■ **PROMPT**: Write out, exactly as they appear, only the lines running from the line with "white rock, given" to the final line of the listing; include both.

■ **RECORDS TO USE**:
_ _ _ _

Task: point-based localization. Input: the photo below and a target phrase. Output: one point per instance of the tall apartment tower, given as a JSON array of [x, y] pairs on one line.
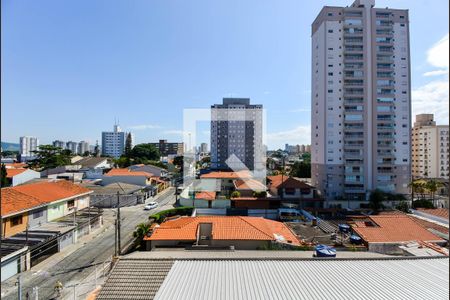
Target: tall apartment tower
[[60, 144], [236, 128], [83, 147], [430, 148], [113, 142], [360, 102], [27, 145], [72, 146]]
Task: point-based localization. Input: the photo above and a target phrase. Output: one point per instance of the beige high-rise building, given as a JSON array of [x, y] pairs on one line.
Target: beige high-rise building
[[430, 148], [360, 103]]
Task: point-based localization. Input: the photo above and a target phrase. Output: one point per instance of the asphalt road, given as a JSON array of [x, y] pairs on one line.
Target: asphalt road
[[77, 266]]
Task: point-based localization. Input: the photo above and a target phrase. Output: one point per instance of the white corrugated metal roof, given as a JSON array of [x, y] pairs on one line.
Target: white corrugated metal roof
[[307, 279]]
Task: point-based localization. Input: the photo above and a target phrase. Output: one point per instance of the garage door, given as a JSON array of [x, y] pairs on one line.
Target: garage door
[[9, 269]]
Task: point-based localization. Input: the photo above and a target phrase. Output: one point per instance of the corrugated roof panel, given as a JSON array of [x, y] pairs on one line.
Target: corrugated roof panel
[[307, 279]]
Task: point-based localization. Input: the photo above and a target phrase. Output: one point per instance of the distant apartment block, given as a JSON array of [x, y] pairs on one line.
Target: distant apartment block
[[72, 146], [430, 148], [82, 147], [28, 144], [166, 148], [204, 147], [236, 129], [113, 142], [361, 102]]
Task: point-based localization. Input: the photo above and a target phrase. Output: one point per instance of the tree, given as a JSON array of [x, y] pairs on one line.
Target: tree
[[128, 142], [141, 230], [142, 153], [301, 169], [376, 200], [49, 156], [4, 180], [96, 150]]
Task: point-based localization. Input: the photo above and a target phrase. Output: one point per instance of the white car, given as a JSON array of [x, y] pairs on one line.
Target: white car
[[151, 205]]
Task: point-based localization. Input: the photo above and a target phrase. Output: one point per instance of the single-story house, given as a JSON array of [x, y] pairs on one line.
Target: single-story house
[[384, 233], [18, 176], [243, 233]]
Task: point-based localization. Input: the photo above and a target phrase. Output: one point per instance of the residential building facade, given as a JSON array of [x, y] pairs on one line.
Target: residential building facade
[[28, 144], [166, 149], [113, 142], [236, 129], [72, 146], [83, 147], [361, 102], [430, 148]]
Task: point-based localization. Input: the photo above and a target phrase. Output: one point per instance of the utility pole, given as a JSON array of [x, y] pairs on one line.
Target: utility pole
[[19, 287], [118, 224]]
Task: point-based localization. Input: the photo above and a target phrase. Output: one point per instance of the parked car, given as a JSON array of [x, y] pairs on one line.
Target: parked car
[[151, 205]]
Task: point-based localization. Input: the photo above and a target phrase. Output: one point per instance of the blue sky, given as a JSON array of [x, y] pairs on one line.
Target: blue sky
[[69, 68]]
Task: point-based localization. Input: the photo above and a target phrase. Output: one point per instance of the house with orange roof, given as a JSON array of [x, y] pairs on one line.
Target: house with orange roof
[[384, 233], [37, 203], [126, 175], [293, 190], [243, 233]]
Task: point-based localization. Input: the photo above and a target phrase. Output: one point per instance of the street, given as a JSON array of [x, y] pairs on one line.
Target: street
[[78, 265]]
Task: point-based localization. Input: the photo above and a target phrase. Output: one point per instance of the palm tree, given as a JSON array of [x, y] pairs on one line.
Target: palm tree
[[141, 230], [432, 186]]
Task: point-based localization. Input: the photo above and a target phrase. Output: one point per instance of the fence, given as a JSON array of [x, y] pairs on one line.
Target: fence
[[110, 201]]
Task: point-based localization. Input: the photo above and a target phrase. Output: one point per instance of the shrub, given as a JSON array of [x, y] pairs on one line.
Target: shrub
[[402, 206], [235, 194], [423, 204]]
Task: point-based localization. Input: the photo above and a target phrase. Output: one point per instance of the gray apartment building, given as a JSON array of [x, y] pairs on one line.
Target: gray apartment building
[[361, 102], [236, 129], [165, 148], [113, 142]]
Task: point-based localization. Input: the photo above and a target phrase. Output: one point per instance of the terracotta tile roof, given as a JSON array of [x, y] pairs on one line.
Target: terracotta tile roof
[[249, 184], [10, 173], [27, 196], [205, 196], [280, 181], [15, 165], [127, 172], [225, 228], [439, 212], [247, 199], [392, 229], [227, 175], [431, 225]]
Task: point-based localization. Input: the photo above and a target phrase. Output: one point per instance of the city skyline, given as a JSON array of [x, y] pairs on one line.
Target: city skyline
[[274, 66]]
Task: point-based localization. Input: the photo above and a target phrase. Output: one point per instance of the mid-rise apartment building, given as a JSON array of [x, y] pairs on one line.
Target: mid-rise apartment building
[[236, 129], [28, 144], [59, 144], [360, 102], [113, 142], [72, 146], [83, 147], [165, 148], [430, 148]]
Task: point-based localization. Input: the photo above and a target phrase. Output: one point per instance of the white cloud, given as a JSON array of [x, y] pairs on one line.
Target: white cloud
[[437, 55], [300, 110], [435, 73], [143, 127], [432, 98], [299, 135], [174, 132]]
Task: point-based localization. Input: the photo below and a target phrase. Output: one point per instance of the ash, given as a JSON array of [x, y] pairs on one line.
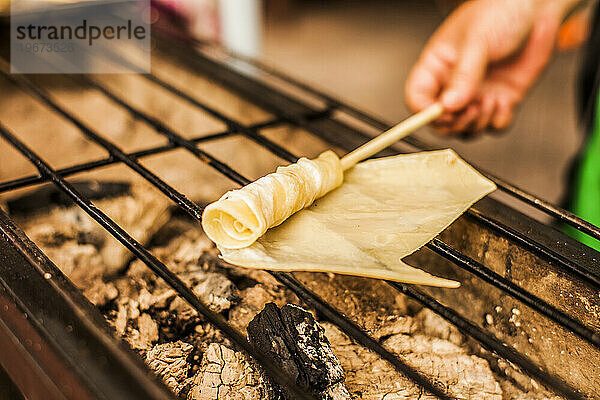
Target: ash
[[197, 362]]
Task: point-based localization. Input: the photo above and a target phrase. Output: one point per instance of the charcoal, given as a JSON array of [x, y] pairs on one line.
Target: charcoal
[[169, 361], [449, 366], [101, 293], [217, 292], [297, 345], [228, 375]]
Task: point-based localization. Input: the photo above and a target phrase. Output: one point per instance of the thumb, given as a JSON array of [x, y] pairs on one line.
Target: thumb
[[467, 75]]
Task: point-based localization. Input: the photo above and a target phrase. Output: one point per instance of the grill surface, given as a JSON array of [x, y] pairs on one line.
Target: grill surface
[[512, 253]]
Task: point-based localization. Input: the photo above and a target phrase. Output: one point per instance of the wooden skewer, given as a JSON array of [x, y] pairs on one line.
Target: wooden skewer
[[392, 135]]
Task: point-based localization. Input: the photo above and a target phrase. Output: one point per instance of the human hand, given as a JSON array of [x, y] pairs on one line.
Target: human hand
[[482, 60]]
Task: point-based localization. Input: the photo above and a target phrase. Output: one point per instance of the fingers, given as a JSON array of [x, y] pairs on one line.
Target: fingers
[[425, 80], [488, 107], [467, 75]]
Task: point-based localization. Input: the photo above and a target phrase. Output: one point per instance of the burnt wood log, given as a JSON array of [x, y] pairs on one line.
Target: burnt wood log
[[297, 344]]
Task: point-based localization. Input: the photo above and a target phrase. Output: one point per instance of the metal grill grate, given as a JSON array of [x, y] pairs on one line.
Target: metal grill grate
[[241, 76]]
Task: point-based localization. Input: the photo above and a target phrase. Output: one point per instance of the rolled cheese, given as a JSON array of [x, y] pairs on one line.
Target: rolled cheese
[[241, 216]]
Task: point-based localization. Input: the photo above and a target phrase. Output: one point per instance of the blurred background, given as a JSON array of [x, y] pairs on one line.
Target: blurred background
[[362, 52]]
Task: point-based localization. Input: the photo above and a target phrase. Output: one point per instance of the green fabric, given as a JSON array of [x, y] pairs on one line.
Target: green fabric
[[586, 199]]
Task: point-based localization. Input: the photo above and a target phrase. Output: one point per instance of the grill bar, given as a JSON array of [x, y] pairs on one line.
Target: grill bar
[[332, 131], [352, 330], [446, 251], [83, 167], [304, 120], [486, 340], [158, 267], [194, 211], [490, 342], [113, 150], [515, 291], [542, 205], [335, 316]]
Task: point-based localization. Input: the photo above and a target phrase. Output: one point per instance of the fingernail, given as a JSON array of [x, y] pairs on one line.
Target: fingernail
[[450, 99]]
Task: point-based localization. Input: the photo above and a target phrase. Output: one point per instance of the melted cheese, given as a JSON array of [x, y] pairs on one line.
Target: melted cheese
[[242, 216], [386, 209]]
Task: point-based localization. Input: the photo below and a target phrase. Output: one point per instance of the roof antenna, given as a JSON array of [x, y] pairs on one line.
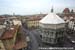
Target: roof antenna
[[52, 10]]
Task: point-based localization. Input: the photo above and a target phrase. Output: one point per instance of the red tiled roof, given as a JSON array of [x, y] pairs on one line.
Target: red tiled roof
[[20, 43], [9, 33], [66, 10]]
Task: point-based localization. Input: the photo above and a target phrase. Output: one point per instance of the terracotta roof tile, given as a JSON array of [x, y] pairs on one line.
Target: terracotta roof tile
[[20, 43], [9, 33]]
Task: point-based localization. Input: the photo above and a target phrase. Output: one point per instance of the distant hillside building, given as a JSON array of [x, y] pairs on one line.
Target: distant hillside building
[[52, 28]]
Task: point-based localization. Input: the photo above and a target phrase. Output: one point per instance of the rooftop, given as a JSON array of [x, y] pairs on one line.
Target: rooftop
[[9, 33], [52, 18], [20, 42]]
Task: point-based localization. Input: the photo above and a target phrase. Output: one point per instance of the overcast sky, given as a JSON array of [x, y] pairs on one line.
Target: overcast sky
[[24, 7]]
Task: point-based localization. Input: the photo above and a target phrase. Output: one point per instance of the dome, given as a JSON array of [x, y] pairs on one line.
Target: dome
[[52, 18]]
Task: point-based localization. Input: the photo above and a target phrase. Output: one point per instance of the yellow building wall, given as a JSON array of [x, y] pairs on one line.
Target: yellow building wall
[[33, 23], [1, 46]]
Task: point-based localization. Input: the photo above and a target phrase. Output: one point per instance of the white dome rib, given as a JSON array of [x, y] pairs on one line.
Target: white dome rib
[[52, 18]]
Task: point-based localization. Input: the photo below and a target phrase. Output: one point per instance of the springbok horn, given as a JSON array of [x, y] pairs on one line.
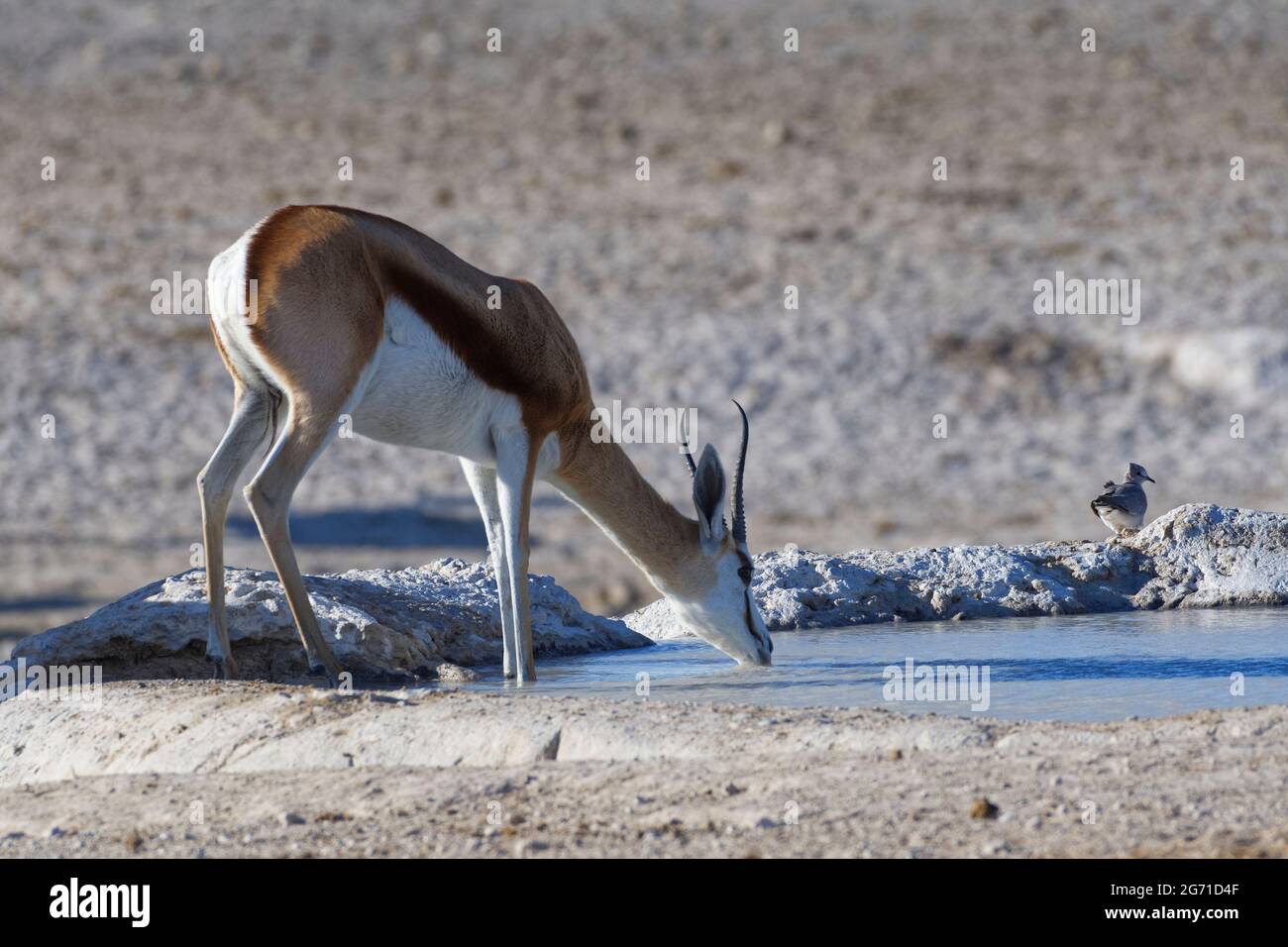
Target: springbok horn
[[684, 444], [739, 518]]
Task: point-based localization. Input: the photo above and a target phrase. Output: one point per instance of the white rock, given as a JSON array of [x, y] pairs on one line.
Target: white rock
[[381, 624], [1196, 556]]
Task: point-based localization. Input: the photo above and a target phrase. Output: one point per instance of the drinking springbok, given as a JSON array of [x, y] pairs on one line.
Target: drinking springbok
[[334, 312]]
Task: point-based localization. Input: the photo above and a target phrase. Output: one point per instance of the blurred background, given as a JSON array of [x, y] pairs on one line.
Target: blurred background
[[768, 169]]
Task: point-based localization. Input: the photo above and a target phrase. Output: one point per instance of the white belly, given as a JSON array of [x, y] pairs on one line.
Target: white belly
[[419, 393]]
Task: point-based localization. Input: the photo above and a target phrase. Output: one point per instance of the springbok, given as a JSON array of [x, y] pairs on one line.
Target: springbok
[[342, 312]]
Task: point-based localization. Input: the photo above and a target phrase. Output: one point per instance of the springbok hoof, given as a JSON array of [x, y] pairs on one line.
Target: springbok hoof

_ _ _ _

■ **EXERCISE SOLUTION**:
Task: point-based localization. Input: the photo above and a target phrase. Output: one point per instance of the white rock, given as a JSON array of [x, y] pairs on one line.
Target: white rock
[[381, 624], [1196, 556]]
Task: point-based localization. Input: the photo above and a target phrase. Output: one point per instance of the drinking springbok, given as a JSON array of [x, y] pairs on one line.
Target: drinking springbok
[[334, 312]]
Task: point-based localization. Input: the photo above and a target phrase. Output: one point per instance of the blurred background, given as a JSON array of [x, y] pairs on one line.
Target: blurred background
[[768, 169]]
Task: point-based localization. Input: the photo above and a target phrase. Output: one point per instance of the white belly, given as a JSON array of [x, y] pairs on one line.
Target: white belly
[[419, 393]]
Task: point-based localization. Input: the photo above and a target phrase. Output: one point per instance of the springbok, given as a JSON array of [x, y] pairs on one line.
Target: springbok
[[342, 312]]
Task: point-based localization. Input: the photo above and a target phrase. Output: one point per instance of the springbok hoof, given as a JSON array of [x, y] pairs on one line.
Target: springbok hoof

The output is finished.